* EXERCISE BRIEF
Write the records out again. Match them exactly.

* DATA FOR THIS TASK

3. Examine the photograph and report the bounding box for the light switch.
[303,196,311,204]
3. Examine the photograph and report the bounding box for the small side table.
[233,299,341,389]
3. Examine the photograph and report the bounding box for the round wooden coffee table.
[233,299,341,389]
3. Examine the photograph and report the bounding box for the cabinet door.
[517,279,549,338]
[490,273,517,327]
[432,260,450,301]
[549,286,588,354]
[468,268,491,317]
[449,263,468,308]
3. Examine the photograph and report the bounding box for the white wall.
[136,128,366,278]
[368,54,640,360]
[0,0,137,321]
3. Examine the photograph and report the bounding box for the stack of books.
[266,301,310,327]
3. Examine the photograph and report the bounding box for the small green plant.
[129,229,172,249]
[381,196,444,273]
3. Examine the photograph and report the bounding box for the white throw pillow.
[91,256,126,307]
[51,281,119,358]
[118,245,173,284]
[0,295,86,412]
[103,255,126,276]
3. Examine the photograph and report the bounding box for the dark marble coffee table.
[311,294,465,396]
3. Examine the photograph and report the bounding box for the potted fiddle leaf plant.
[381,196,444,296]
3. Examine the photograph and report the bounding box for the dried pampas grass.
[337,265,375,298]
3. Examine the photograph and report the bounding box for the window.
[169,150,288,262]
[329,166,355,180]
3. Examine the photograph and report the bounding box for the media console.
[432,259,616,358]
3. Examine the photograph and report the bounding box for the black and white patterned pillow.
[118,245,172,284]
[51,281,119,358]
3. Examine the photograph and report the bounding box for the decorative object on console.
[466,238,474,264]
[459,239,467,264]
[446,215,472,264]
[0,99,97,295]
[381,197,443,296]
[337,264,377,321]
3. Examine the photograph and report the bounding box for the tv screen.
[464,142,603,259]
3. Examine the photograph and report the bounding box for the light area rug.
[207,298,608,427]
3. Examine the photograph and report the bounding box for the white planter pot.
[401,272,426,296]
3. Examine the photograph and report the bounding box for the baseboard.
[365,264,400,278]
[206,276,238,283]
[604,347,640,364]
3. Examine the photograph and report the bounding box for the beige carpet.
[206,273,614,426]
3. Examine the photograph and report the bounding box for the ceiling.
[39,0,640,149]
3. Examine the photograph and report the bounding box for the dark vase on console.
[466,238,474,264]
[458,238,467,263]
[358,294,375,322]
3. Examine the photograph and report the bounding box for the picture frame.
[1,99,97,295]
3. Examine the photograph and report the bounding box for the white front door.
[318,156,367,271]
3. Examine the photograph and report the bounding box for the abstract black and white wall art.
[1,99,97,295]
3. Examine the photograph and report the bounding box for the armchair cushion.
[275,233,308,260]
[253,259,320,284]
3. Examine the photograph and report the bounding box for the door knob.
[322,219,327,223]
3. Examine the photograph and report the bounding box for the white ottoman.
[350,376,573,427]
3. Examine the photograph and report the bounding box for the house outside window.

* WRITTEN REPLY
3. Examine the photograph and report the bounding box for the light switch.
[303,196,311,204]
3. Examine the photograph and report the bounding box for the small side table.
[233,299,341,389]
3. Examine the photograph and report the bounding box for the round wooden coffee table.
[233,299,341,389]
3. Examine the photograph and report the bounding box for the cabinet door.
[517,279,549,338]
[490,273,517,327]
[432,260,450,301]
[549,286,588,354]
[468,268,491,317]
[449,263,468,308]
3. Examine the photograph and report the bounding box for the white wall.
[136,128,366,278]
[368,54,640,360]
[0,0,137,321]
3. Examine the photograph and report the bounding box for the stack of books.
[266,301,310,327]
3. Examine the photograph and report the bounding box for the small green plant.
[129,229,172,249]
[381,196,444,273]
3. Examine the photograph and report the bounding box for the white throw pillow.
[91,256,126,307]
[51,281,119,358]
[118,245,173,284]
[0,295,86,412]
[103,255,126,276]
3. Examine the photograph and report the bounding box for the dark marble coffee table.
[311,294,465,396]
3. Examine the photograph and report the bounding box for the potted fiddle leaf plant.
[381,196,444,296]
3. Examine the photograph and report the bounding box for the dried pampas grass.
[337,265,375,298]
3. Examine the photograph and report the bounding box for the window.
[169,150,288,262]
[329,166,355,180]
3. Examine the photograph and report the bounding box for the media console.
[432,259,616,358]
3. Examine the photograph and report the bounding box for the black and white patterned pillow.
[118,245,172,284]
[51,281,119,358]
3. Examine the photograph and report the bounding box for the decorative object on console.
[466,238,474,264]
[459,239,467,264]
[446,215,472,264]
[0,99,97,295]
[381,197,443,296]
[337,264,377,321]
3. Examine the photograph and report the bounding box for the tv screen.
[464,142,603,259]
3. Examine the photograph and report the bounding box for the light area rug.
[207,298,608,427]
3. Examine the photograph and report the bounding box for the white planter pot.
[401,272,426,296]
3. Examine the photograph and report the bounding box for the baseboard.
[365,264,400,278]
[206,276,238,283]
[604,347,640,364]
3. Examine the photograph and report the bounding box for the beige carpet.
[206,273,614,426]
3. Examine the photograph and report the bounding box for the ceiling.
[39,0,640,149]
3. Examine the photograph and report the bounding box for the dark vase on console.
[466,238,474,264]
[458,238,467,263]
[358,294,375,322]
3. Examine the photograph and report the bounding box for the picture frame.
[1,99,97,295]
3. Examine the photograph and report the bounding box for the white front door.
[318,156,367,271]
3. Examine the photograph and report the bounding box for the abstract black and white wall art.
[1,99,97,295]
3. Examine the photograph and report the bounding box for the armchair cushion.
[275,233,308,260]
[253,259,320,284]
3. Examine the photograph and report the bounding box for the door knob.
[322,219,327,223]
3. Examine the photograph and report the bounding box for the white ottoman.
[350,376,573,427]
3. Examine the photograph and report the bounding box for the house outside window.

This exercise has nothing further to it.